Extracted records:
****************************************

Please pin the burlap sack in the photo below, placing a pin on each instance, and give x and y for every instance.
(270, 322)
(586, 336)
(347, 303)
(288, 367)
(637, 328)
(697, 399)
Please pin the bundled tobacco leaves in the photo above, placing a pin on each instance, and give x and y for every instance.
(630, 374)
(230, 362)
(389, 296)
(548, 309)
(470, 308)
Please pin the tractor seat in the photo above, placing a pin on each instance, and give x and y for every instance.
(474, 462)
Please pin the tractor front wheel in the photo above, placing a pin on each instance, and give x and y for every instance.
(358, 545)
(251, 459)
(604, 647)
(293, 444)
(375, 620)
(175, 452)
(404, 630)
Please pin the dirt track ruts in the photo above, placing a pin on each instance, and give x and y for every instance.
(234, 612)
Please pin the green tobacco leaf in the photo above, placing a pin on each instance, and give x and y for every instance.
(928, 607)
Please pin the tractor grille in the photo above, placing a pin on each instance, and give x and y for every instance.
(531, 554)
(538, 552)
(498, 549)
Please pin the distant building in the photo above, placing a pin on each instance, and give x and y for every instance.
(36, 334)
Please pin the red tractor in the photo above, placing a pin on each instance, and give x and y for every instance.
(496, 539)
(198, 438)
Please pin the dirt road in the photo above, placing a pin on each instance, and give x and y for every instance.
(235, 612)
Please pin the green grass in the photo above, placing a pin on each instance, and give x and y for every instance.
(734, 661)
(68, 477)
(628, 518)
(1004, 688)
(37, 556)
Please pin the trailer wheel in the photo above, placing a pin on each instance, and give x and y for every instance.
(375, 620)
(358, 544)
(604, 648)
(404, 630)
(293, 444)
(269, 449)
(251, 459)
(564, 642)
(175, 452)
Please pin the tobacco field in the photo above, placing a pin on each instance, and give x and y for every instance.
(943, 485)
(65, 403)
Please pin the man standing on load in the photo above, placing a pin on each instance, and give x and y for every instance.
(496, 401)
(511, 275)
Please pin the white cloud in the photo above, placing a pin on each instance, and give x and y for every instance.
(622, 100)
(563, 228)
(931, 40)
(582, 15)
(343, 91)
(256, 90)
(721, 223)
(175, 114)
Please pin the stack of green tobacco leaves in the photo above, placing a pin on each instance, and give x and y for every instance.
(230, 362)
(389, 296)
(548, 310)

****************************************

What is being asked:
Exactly the lines from the line holding "Please pin the white" through the close of the listing above make up the answer; include nothing else.

Your solution:
Please pin the white cloud in the photo above, placing a pin on each instance, and give x and y for every instance.
(622, 100)
(563, 228)
(931, 40)
(582, 15)
(343, 91)
(256, 90)
(721, 223)
(175, 114)
Please pin the stack of green tobacco leaves in the photo above, placing a pin on each instance, and give x and y for every instance.
(230, 362)
(389, 296)
(548, 310)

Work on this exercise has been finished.